Problem description: Set down the records once more, please, exactly and with the pictures left out.

— Start Material supplied —

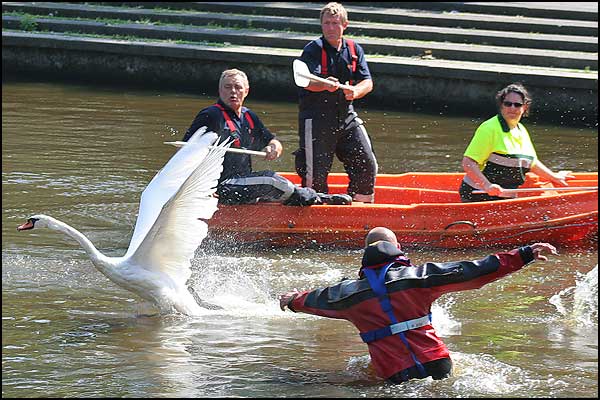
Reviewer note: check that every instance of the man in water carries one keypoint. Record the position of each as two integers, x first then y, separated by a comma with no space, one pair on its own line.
390,303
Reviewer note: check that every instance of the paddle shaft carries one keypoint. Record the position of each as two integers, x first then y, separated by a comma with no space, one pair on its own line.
560,189
230,149
322,80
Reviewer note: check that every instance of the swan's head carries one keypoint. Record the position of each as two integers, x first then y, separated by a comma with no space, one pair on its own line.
35,221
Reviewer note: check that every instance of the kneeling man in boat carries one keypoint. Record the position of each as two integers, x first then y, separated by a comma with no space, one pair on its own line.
238,184
390,303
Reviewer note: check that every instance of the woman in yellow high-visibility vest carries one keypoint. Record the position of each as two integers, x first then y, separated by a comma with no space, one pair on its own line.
501,152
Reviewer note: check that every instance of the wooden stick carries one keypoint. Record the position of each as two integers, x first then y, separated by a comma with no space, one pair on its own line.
230,149
322,80
571,188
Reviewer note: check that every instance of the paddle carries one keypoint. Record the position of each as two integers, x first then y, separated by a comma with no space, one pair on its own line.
302,76
231,150
510,191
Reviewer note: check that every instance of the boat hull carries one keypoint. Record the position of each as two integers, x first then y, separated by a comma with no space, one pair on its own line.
423,212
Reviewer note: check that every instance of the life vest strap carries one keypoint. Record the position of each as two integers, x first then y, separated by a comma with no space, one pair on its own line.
393,329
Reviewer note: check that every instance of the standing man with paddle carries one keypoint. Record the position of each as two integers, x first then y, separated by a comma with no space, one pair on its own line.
238,184
328,124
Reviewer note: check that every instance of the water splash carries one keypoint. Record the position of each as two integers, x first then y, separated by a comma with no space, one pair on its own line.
579,303
442,319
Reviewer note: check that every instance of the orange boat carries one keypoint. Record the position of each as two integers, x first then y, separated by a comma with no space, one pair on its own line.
424,210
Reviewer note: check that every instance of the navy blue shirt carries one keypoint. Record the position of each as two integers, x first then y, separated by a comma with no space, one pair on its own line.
339,65
243,137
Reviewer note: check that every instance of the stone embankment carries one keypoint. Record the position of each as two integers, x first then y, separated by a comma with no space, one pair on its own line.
436,57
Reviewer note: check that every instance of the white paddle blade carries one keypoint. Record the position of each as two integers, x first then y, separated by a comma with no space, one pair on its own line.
301,74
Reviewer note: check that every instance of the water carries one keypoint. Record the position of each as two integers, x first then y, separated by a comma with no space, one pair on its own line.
84,155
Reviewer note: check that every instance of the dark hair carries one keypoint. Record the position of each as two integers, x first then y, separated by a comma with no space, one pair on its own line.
518,89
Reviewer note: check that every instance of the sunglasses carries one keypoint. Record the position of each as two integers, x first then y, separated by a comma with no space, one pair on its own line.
509,104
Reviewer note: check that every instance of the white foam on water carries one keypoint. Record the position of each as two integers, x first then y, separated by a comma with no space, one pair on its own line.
579,303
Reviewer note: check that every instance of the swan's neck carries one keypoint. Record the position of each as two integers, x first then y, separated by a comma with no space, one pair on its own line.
96,257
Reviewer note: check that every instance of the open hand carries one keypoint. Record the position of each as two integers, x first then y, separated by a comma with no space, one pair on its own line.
286,298
539,248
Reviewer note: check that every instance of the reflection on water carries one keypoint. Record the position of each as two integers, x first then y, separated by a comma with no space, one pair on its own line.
84,155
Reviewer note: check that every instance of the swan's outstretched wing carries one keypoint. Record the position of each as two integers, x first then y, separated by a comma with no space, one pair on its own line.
167,182
169,243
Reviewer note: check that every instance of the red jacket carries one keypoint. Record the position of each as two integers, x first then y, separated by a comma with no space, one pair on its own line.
412,290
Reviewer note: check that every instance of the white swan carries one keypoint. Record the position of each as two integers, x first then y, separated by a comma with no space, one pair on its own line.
168,230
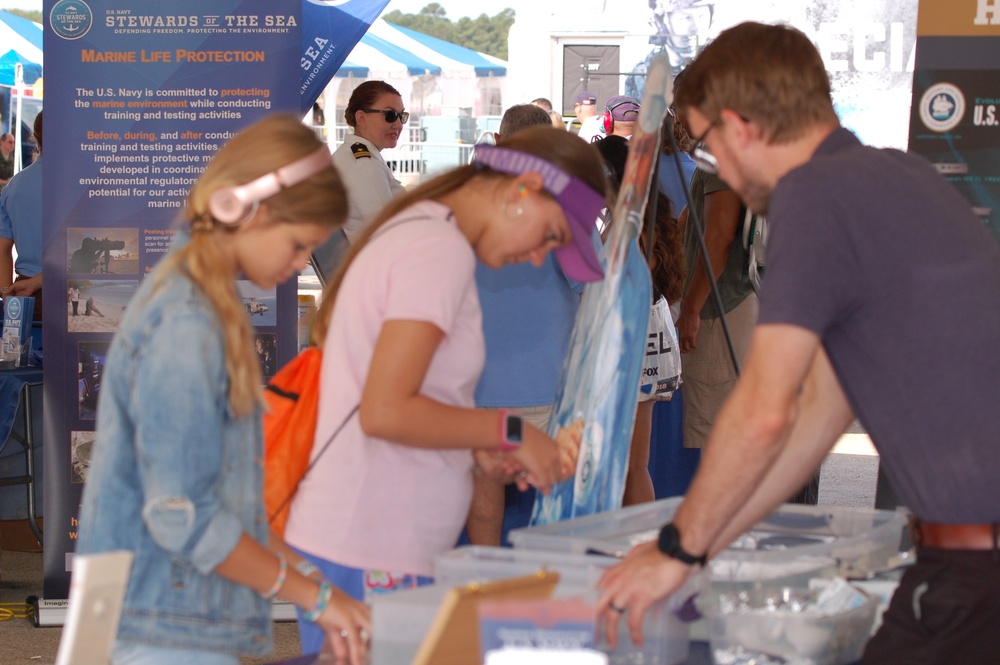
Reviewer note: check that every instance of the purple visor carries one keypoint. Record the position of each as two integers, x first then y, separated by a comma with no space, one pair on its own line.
580,204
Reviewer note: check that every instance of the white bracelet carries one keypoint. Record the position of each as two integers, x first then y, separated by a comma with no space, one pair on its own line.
306,568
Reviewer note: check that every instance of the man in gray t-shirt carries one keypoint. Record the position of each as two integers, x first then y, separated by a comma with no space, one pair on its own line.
882,302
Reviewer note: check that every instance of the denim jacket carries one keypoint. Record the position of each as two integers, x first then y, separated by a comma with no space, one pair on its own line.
176,478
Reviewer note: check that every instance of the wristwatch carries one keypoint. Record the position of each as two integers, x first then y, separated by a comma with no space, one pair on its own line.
670,544
511,431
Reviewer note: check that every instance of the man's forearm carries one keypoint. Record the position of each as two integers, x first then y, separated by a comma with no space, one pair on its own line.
6,268
749,434
822,417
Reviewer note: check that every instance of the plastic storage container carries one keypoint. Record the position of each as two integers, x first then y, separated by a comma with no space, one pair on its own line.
400,620
800,638
792,540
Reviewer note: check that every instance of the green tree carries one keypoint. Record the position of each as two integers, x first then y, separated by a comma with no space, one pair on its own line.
484,33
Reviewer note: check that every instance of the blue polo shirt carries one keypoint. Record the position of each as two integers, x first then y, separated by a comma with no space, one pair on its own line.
21,218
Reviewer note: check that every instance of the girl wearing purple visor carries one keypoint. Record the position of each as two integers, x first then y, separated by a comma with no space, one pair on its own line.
401,331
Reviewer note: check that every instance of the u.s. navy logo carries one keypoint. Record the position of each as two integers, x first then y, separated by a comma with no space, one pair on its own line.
942,107
71,19
360,150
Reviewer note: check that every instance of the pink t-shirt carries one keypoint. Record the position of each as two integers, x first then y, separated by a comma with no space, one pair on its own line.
370,503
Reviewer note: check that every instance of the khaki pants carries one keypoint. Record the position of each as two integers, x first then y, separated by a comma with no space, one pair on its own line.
708,372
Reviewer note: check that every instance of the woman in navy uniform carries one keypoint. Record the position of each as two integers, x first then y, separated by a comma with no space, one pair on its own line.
375,113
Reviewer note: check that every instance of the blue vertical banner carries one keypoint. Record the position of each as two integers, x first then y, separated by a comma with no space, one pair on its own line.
955,115
144,94
330,29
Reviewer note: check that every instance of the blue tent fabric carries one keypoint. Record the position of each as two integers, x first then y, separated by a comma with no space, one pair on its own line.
414,65
32,70
483,66
328,35
21,42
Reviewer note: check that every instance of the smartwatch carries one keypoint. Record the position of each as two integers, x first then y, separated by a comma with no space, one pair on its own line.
511,431
670,544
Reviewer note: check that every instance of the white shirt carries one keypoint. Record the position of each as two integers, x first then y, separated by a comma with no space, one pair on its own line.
368,180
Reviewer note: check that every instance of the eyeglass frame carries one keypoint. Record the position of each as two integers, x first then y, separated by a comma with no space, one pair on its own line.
702,156
402,116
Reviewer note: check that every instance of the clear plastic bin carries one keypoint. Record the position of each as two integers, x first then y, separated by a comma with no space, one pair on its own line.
792,538
400,620
801,638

— End Material supplied —

Solution to this task:
Reviewer note: check that every instance of the man in water carries one keypoint. Record the position of each as two integers, x first then y, separated by a comma with no space, one pair on its own line.
390,303
Reviewer note: check that every instance of the paddle shaft carries one keypoint. Record the position of each as two integers, x first then y, separated by a comma with no space, one pair on its own line.
560,189
230,149
322,80
Reviewer note: check that every instance of the swan's head carries one keypoint. Record the position of each as two integers, x first then y, separated by a comma with no space, one pair on its own line.
35,221
Reviewer note: check that every instance of the kneeling man in boat carries one keypoint. Record the position of each as two integers, x first then y, separated by a comma with no space, one pair on its own line.
238,184
390,303
Reviewer note: check that every instance of the woman in yellow high-visibility vest carries one keypoint. Record the position of each as two integers, x first then y, separated by a comma with no space, one pair on its own line.
501,152
Reviewer note: check that every instance of the wooden stick carries one keypoint. Record the position of each as two integers, x first then y, separated by a comma with no space, one pair on its own line.
230,149
322,80
571,188
Reviewer note: check that every instance of the paddle carries one keypoint. Record the position of each as two integers, x first then y, separated by a comma with no space, one pair on its own line.
302,76
231,150
510,191
Reviewer note: check that every instance of the boat hull carries one keypoint. Record the position of each as two integers, x first then y, separated by a comma with no space, one pair on its own line.
423,212
Reviewer note: check that every instance of the life vest strap carries one keypoint. Record the position of each as two integers, x first then y, separated by a comma with no space, one pair on its own line.
393,329
Reviewer note: check that every instance of the standing man with paddle carries one keypoint. Record the position of each as two integers, x first then y, separated by a comma with no space, one pair on its own line.
238,184
328,124
Reviewer note: check that every instance of the water splash carries one keypoint. Record the position of each as two integers, x first then y, separated by a comma with no space, one pair on its own line.
579,303
442,319
Reviewer note: check that every instance of the orange boat carries one keypoint. Record the position of each as two integers, x first then y, separated by a comma with no space, one pair on its own line.
424,210
Reviewer note: check that every instance of the navy blue shirt carries one keypoint. Record the position of each as two integers, x first then y, separated by a comma with no space, one pair on its own line.
339,65
243,137
Reviewer note: check that every instance of the stone embankment carries one keypoint. Record the position of each as two integers, x first then y, separated by a comma with no space, one pair on its own line.
436,57
Reviewer note: check that every instance of the white paddle blade carries one keypoint. Record the position of each as two integers, x first then y, separated by a comma with no space, one pair on its own line.
301,74
Reviewer note: check that every instance of the water carries one keypoint. Record the position of each as two integers, x first then y, separated by a comma with no space, one pair on its own line.
84,155
Reviewer note: check that every instance of the dark hair carries one keypoint. Record the position of each as two integers, x first then y, separated by a comma with no space, one pair on its own line.
518,89
Reviewer note: check that every instance of the sunglasses carries one keypoint. Record the position of each as two integers, x first then y, separated by a comma with no space, one pair on its own line.
509,104
Reviewer note: check that every instance of the white foam on water carries one keypoint. Record the position of each as two integers, x first then y, separated by a comma with no space, one pair on its own line.
579,303
Reviewer note: check that every instance of the swan's neck carries one keypoint. Record the position of each as two integers, x first then y, separated by a comma with no space, one pair on its own line.
96,257
Reviewer note: check that every instance of the open hand carries one keypoint. Record the position of each as two integers, x first then y, separated by a comma with no space, one pair on its own line.
286,298
539,248
Reviewer note: check that every instance of the reflection on water carries one keypoint. Record the position of each as two integers, x first then y, separated by a comma with no space, one pair on its own line.
84,155
Reviewer note: check that every instance of the swan's outstretched wing carries one keypoint. Record the position of each as two integers, x first then y, separated by a comma with no space, one pair on its own line.
167,182
169,243
Reviewer note: check that every instance of the red jacket carries one keypoint. Record the position of each as two integers, x first then y, separated by a comma with no space, one pair on its own line.
412,290
Reviewer note: check that every instance of the white swan carries one keypoint. Record the position of each as two integers, x first then y, separated by a comma with no space, one pair on its own line.
168,230
Reviewer note: check that every instance of the purple visor carries one keypoint. Record the position of each as two integers, x first then y, separated by a comma with no space, one pair on its own line.
580,204
Reviewer note: check that every instance of the white bracelet carries one keypoint. Record the position of each as two integers, x first then y, separated by a comma with no space, one pair on its own line.
306,568
Reviewer note: check that every instance of the man in gray t-shirt carries one keypoint. Record the position of each as two integers, x first then y, separated by a comma with no space, one pair on its own line.
882,302
Reviewer note: check that every instance of the denim jacket carries one keypoint. Record the position of each as two integers, x first then y, separated by a comma with no space, one pair on its own line.
176,478
Reviewer note: check that every instance of the wristwatch carries one keypoint. Record the position of each as two integers, x first then y, separated by a comma with no space, one pair on its own line.
670,544
511,431
Reviewer note: check that every instance of the man's forearm carries one keypoint. Record the position of each as two integers, x first then y, separated by a comma with no space, one pair on its own line.
6,268
749,434
822,417
Reviewer note: check that every instance of the plastic storage container carries one keypoint. Record the position of each as two integers, x first then y, separated by a comma with no space, one pair on its own line.
400,620
800,638
792,540
Reviewer note: check that every instance of the green tree carries one keypoint. Record the position of each as two integers, x first then y, separated by a comma with no space, one pair on its own line.
484,33
Reviewer note: check that every instance of the blue polo shirt carries one keypoint. Record the position of each as two integers, x first then y, separated by a comma with no space, one pair on its own line.
21,218
Reviewer note: check that every instance of the girl wearing purple visor carries one keypoint. Record the position of each as two integers, x first then y, separated by a comma with no space, one pair on its own line.
401,331
Reviewer note: check that every instance of the u.s. navy logo carries one keypoint. Record the position of each as two integers, x first then y, separated by a comma with no space, one pair on its own line.
942,107
71,19
360,150
Reviewer note: check that every instance of the pink t-shirt carries one keypoint. Record the position of each as two integers, x first then y, separated by a comma with no space, one pair on its own line.
370,503
Reviewer note: check that every instance of the khaki pants carries one keypoint. Record the position of each as two integers, x first then y, separated by a comma with no space, one pair on its own line.
708,372
Reviewer note: check that every instance of the woman in navy uniform carries one keypoint. Record the position of each as two integers, x first then y, separated by a comma with no space, one pair on its own line.
375,113
Reviewer note: check that every instance of the blue vertical banner carries one keypoint. Record the position of each as two integers, x first then y, separated by a comma with no space, one pair on its own line.
955,115
144,94
330,29
Reviewer note: check that every instance of the blue tent fabric carries one keypoint. Record the position of each as two integers, x first then y, separated by a comma with no space, one pair on its own line.
414,65
32,70
483,66
328,35
21,42
Reviewer note: check that every instance of the smartwatch carries one keypoint. Record the position of each as two integers, x first then y, separated by a comma with no space, one pair on its own line.
511,431
670,544
Reviewer note: check that every instance of the white shirt carries one keypoint. Record the position of each as two integers, x first then y, separated by a comma with no space, one pair on its own line.
368,180
Reviewer note: check that every instance of the eyeglass frame carries one keypoint. Record the position of each as two integers, x first then y, separated by a comma with no space, one pair on its own line.
702,156
402,116
Reviewer note: check that every instance of the clear plastic bin carries one keypoint. Record the position of each as two integers, x first then y, separated by a comma with no space, one pair on its own line.
792,538
400,620
801,638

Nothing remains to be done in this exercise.